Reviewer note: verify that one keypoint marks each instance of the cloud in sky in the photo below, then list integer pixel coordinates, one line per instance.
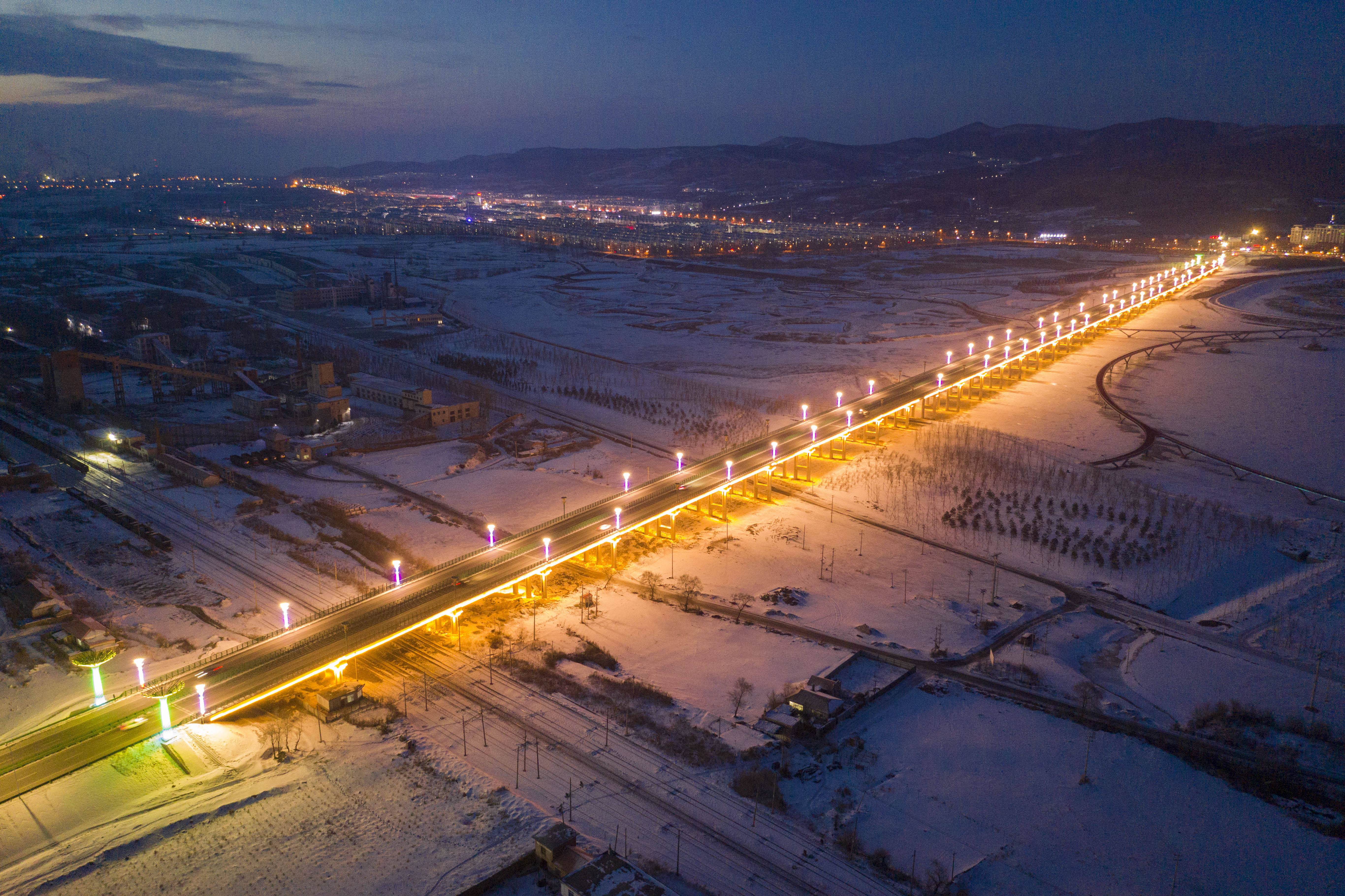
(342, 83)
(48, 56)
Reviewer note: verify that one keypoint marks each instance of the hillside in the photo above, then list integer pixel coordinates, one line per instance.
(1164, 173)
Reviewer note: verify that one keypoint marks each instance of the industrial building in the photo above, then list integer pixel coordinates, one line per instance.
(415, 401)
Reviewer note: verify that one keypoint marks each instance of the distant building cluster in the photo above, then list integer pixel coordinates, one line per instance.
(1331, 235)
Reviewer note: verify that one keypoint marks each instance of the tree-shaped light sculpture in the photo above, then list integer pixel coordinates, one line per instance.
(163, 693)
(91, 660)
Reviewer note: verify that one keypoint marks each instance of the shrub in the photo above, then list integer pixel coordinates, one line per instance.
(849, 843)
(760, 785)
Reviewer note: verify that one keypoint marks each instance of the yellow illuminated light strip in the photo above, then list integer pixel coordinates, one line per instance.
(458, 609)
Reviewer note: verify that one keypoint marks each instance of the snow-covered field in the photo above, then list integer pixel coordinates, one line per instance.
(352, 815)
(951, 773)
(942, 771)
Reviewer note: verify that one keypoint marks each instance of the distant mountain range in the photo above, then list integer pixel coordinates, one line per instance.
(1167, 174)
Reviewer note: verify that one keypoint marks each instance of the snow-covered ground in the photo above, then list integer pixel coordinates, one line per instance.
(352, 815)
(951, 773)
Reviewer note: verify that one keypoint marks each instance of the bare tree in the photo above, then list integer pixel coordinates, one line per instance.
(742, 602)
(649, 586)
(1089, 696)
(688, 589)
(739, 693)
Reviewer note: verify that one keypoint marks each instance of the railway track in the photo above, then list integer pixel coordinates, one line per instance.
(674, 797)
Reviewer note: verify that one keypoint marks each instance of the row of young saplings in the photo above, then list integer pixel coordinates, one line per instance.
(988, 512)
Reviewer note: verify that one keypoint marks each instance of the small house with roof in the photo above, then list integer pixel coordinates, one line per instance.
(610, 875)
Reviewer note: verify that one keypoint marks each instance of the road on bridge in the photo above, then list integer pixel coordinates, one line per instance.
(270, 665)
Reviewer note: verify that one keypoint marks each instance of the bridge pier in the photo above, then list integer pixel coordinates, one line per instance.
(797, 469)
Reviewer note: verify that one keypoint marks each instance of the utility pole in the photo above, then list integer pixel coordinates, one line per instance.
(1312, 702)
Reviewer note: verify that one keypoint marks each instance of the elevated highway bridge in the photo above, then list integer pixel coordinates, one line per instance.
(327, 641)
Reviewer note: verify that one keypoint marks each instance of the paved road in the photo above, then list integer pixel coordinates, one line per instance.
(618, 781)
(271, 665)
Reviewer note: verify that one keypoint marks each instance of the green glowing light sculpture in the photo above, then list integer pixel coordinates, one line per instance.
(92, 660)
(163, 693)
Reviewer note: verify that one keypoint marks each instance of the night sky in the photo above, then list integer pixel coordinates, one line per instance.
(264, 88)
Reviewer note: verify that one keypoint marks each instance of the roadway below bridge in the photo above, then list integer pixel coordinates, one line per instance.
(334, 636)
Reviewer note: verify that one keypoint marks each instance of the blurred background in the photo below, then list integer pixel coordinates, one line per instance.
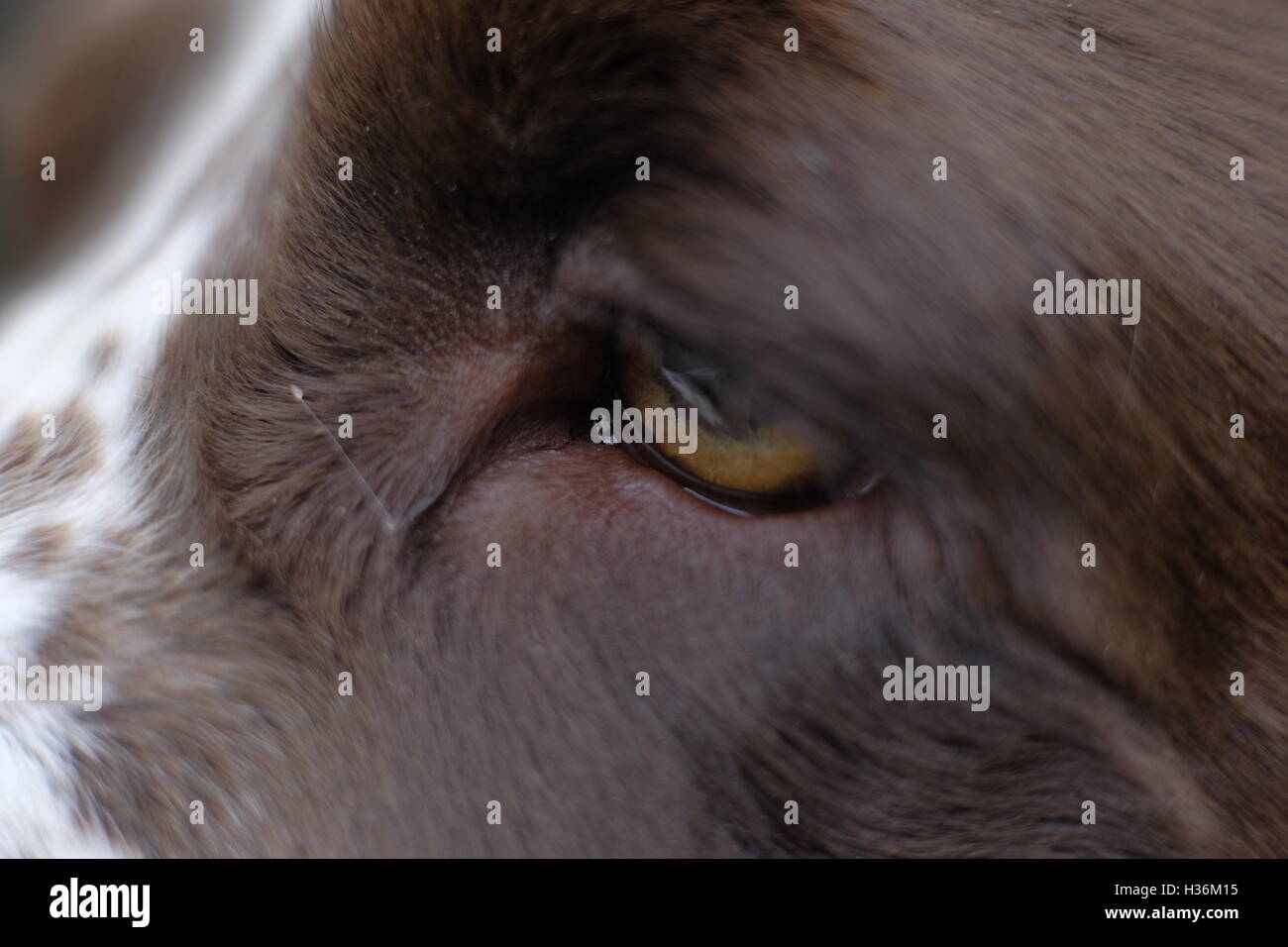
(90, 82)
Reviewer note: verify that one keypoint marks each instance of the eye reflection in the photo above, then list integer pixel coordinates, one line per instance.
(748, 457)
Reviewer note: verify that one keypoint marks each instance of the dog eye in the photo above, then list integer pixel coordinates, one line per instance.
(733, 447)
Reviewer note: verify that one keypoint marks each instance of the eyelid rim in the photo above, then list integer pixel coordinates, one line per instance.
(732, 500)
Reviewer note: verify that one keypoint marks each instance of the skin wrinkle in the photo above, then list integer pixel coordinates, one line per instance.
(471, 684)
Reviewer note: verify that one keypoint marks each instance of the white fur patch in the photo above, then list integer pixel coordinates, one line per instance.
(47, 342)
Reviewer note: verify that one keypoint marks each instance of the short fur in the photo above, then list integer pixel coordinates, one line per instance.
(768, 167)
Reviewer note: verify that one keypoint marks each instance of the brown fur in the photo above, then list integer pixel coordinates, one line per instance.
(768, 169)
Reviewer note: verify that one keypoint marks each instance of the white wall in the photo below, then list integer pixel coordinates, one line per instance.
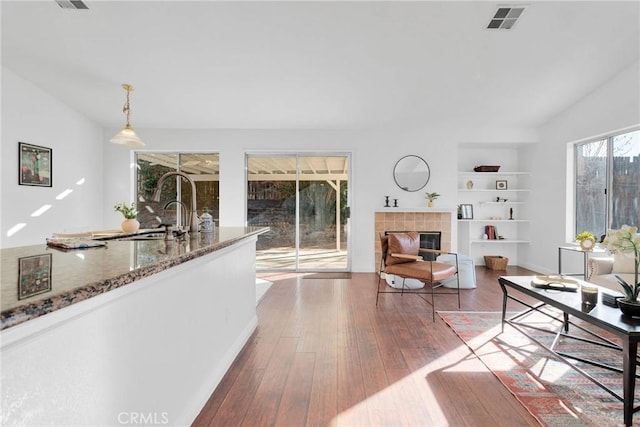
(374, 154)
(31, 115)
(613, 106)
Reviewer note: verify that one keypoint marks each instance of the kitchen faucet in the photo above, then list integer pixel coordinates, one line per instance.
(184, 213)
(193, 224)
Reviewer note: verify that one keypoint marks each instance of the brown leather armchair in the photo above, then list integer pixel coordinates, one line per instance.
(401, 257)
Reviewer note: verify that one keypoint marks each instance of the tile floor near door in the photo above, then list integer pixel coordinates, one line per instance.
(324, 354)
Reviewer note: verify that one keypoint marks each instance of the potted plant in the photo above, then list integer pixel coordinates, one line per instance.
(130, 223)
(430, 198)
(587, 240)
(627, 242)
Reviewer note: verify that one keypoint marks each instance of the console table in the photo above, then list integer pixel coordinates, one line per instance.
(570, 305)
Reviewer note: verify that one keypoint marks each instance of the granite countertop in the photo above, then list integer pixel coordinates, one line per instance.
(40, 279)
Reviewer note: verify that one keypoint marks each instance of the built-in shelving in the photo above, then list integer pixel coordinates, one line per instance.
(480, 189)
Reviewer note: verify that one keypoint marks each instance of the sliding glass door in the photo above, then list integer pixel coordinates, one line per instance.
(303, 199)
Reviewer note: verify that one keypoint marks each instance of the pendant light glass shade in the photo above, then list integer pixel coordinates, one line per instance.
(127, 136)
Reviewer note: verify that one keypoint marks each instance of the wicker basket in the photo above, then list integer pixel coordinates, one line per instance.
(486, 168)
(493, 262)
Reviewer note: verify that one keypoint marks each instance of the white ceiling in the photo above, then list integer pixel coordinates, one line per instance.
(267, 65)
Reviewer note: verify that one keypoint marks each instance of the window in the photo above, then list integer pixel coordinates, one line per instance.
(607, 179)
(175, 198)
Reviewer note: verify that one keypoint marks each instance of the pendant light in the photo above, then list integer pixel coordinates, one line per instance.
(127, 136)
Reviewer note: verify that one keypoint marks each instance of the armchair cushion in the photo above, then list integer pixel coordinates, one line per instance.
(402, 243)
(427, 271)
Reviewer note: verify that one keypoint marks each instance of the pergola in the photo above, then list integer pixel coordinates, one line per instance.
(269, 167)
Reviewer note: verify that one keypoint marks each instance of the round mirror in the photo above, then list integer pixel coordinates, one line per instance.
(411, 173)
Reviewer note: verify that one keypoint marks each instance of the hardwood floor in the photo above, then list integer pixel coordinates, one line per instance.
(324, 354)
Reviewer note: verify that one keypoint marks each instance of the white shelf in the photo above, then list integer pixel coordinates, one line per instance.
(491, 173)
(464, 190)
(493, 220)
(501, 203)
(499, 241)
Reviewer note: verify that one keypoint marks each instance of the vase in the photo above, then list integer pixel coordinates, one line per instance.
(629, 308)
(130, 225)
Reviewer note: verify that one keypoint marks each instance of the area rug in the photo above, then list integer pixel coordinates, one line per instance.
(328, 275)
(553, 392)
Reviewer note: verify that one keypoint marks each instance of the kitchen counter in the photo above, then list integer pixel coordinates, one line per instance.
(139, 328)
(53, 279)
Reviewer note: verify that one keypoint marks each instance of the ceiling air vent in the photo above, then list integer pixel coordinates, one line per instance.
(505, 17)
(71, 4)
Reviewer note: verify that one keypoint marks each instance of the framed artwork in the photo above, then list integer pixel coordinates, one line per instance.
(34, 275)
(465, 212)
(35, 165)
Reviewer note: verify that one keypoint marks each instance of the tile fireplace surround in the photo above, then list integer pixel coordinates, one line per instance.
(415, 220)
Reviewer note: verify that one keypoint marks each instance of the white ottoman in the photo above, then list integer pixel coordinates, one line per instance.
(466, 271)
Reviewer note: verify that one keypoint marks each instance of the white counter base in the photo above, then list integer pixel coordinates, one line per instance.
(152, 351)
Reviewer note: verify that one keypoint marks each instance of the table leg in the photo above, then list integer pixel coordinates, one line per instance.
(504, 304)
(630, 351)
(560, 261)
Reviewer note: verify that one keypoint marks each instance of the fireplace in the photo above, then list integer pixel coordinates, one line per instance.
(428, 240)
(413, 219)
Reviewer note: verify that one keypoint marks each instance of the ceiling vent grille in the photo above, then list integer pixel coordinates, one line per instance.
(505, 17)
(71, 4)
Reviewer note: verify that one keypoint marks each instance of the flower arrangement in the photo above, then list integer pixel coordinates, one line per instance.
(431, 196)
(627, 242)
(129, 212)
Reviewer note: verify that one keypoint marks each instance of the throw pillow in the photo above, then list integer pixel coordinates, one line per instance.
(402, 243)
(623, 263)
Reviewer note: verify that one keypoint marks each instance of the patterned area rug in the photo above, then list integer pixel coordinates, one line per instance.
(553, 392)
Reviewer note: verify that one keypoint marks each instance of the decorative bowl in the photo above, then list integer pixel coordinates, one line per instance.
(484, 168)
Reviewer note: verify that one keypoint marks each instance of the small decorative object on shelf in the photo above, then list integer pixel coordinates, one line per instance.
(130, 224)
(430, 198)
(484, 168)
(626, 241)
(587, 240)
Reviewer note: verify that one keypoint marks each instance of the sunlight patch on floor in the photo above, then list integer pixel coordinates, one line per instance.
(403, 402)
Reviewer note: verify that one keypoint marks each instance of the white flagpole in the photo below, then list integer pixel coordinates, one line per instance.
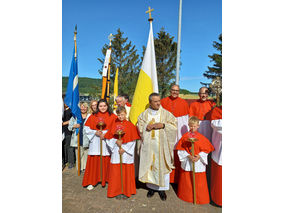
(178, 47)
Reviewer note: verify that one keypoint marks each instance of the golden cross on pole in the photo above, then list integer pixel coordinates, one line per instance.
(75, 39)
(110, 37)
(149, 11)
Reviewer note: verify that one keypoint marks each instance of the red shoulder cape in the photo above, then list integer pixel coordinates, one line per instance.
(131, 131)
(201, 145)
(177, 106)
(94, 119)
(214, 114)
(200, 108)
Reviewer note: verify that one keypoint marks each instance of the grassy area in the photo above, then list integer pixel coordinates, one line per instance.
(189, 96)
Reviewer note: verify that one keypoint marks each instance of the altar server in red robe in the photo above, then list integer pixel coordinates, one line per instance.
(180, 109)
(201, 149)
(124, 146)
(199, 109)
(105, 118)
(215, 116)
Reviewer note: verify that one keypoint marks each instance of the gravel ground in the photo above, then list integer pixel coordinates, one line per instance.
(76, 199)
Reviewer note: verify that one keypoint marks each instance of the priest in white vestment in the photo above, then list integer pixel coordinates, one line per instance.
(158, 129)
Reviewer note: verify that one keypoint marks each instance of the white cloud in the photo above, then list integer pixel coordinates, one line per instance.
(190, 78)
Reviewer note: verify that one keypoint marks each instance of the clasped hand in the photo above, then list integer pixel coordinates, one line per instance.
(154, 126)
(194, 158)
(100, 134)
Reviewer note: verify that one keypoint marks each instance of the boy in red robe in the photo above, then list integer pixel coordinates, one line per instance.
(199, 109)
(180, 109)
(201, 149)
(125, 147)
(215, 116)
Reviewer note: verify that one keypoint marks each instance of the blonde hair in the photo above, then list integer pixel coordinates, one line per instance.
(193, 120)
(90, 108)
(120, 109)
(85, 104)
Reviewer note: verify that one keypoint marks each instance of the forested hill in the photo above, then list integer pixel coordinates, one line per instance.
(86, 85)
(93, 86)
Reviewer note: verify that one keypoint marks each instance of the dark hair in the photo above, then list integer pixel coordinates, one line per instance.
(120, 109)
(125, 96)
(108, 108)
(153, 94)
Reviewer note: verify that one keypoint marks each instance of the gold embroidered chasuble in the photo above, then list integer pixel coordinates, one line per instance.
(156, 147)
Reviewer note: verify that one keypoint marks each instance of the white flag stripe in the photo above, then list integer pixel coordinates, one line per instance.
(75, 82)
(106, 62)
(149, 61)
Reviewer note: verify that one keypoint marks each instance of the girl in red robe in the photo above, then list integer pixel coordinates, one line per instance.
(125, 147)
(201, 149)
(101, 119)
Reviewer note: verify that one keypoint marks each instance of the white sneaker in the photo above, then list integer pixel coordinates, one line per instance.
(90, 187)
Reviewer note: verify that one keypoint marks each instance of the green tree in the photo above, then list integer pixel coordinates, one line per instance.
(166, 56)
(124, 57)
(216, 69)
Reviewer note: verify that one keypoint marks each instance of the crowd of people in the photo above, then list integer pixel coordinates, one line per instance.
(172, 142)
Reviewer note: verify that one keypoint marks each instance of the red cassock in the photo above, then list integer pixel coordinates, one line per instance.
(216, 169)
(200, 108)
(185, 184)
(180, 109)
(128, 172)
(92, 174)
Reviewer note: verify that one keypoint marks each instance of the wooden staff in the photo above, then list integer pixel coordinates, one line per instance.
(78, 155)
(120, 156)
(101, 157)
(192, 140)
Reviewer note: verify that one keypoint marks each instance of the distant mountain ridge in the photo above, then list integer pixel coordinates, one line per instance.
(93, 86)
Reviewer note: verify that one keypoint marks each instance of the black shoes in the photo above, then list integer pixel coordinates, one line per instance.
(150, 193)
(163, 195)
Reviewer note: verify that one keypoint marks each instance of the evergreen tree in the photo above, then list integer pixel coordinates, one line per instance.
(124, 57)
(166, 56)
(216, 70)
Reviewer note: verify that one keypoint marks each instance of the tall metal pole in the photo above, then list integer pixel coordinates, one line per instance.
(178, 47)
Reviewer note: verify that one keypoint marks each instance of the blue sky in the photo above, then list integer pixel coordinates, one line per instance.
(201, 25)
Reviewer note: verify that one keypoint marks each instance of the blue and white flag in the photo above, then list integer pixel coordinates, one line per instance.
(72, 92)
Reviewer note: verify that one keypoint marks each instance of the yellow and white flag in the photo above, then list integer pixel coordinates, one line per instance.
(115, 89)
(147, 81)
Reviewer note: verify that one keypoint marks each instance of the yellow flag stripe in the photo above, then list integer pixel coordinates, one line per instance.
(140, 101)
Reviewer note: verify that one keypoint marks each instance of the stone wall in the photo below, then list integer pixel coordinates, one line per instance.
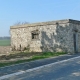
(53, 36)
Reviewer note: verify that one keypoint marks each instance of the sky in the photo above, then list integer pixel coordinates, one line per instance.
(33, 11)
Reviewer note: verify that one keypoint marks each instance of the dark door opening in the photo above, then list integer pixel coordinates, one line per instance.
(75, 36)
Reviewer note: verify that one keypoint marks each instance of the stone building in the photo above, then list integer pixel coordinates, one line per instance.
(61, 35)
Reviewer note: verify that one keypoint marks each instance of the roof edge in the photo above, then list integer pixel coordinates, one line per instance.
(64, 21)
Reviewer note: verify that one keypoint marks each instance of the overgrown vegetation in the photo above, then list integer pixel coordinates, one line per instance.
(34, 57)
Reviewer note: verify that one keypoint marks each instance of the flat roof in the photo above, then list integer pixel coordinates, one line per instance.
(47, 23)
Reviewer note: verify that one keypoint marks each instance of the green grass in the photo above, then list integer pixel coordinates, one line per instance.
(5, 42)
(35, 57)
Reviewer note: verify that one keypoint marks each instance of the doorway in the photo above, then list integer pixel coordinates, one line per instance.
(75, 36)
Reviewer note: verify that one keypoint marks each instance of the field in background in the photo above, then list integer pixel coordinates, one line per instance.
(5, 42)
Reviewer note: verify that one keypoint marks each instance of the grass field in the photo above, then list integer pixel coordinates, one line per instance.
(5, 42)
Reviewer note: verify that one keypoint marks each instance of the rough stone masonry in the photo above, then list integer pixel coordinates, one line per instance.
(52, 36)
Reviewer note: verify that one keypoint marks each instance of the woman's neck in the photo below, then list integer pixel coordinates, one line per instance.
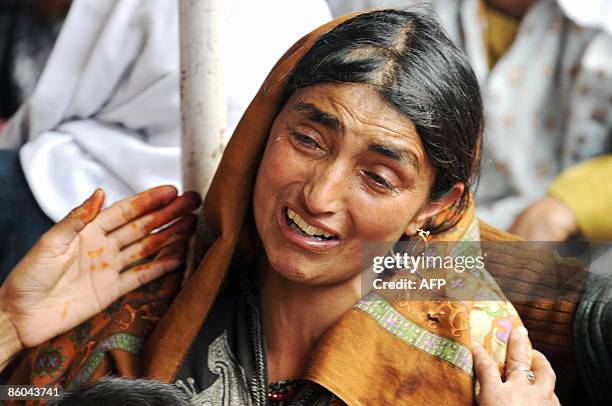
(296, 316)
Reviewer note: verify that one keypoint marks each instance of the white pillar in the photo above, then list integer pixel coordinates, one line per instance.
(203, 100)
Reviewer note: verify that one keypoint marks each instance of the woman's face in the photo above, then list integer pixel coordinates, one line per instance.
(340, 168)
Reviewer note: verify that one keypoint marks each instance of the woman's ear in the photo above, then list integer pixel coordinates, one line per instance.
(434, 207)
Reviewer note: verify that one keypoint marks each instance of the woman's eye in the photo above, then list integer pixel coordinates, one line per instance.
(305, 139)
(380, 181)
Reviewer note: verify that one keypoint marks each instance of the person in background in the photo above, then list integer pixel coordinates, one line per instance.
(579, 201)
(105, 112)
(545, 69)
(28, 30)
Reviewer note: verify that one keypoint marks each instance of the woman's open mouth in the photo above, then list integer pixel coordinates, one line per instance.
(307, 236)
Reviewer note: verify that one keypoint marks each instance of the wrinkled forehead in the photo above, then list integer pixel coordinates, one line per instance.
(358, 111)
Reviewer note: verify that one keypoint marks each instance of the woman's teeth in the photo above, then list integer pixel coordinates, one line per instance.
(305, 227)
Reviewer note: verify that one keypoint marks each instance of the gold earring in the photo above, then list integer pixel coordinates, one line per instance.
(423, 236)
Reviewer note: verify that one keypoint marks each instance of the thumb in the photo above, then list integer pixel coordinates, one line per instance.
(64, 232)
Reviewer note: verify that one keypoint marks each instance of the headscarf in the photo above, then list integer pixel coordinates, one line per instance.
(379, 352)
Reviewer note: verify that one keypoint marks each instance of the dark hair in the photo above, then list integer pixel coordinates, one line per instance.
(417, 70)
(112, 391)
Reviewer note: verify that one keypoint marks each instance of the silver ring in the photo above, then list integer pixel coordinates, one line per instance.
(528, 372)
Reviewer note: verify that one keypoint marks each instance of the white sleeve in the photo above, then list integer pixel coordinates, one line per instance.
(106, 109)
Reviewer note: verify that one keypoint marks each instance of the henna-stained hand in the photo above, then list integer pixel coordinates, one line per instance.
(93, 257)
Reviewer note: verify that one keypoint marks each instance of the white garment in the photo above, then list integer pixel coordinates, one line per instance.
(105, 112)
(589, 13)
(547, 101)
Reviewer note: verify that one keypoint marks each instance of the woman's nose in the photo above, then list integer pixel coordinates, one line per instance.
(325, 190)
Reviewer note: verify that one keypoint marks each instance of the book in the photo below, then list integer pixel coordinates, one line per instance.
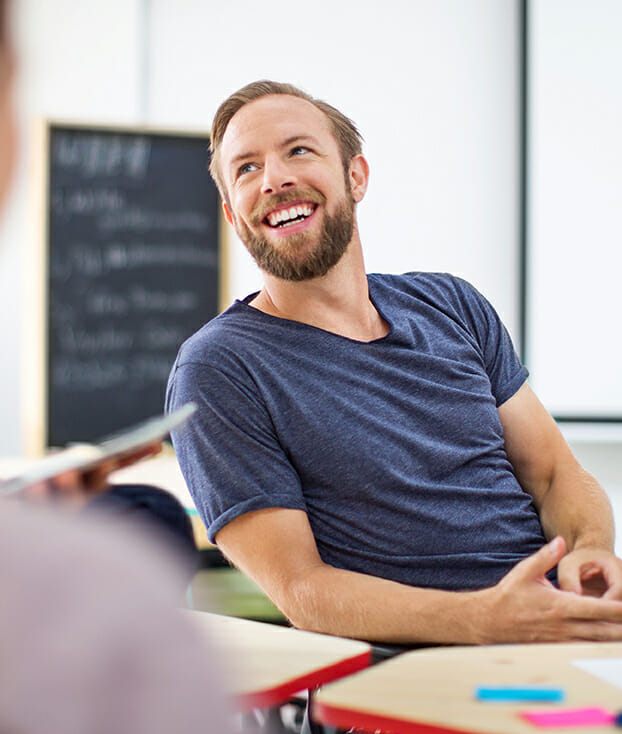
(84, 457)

- [WHAT IS EXPECTED]: Write out exactly the lines from the line containing "the woman's teeth" through the last line of the listing above, please, and leave out any pictures.

- [EXERCISE RESULT]:
Reviewer note: verify that one keypoint marks each instance of the woman's teeth in the photo above, then list integer pixel coordinates, one line per instance.
(305, 227)
Reviewer note: verify that one keypoint marks each instance of the gold earring in the photo above, then list integer pixel coordinates, one line per instance.
(423, 236)
Reviewer note: verify that one keypoint marks each instance of the thumb in the photo above, then list integer pixel coordinates, one line per instance.
(64, 232)
Reviewer note: verify that one keypoint marks each instance of the headscarf in the photo above, then list integer pixel coordinates, one line per instance.
(379, 352)
Reviewer note: verify that one keypoint marks each instance of the dark hair in the photo above, then list integer pixel coordinates, one line per instance.
(417, 70)
(112, 391)
Reviewer note: verify that one keypoint marks each instance of the silver ring in the photo above, then list integer pixel coordinates, one line per instance.
(528, 372)
Reviewer note: verify that one keypoint marks each instance of the white sleeve in the photo above, then list integer pixel coordinates, one line per instance.
(106, 109)
Reviewer note: verify that one keypoint marks each instance of the henna-stained hand in the photo above, then list integer pixel coordinates, one line per instance.
(93, 257)
Reviewer note: verify that one keypoint marks each instance of the white garment in the photo above, then list integer pixel coordinates, one line per instance.
(105, 112)
(589, 13)
(547, 101)
Reviewer note: verify that one keypoint marks each instance of the woman's nose in the photo above, then list integer pixel coordinates, one line per instance.
(325, 190)
Reviewer note: verify that one keypoint marks each instance of the book in the photo below, then list integer pixel coordinates, one line per instance.
(84, 457)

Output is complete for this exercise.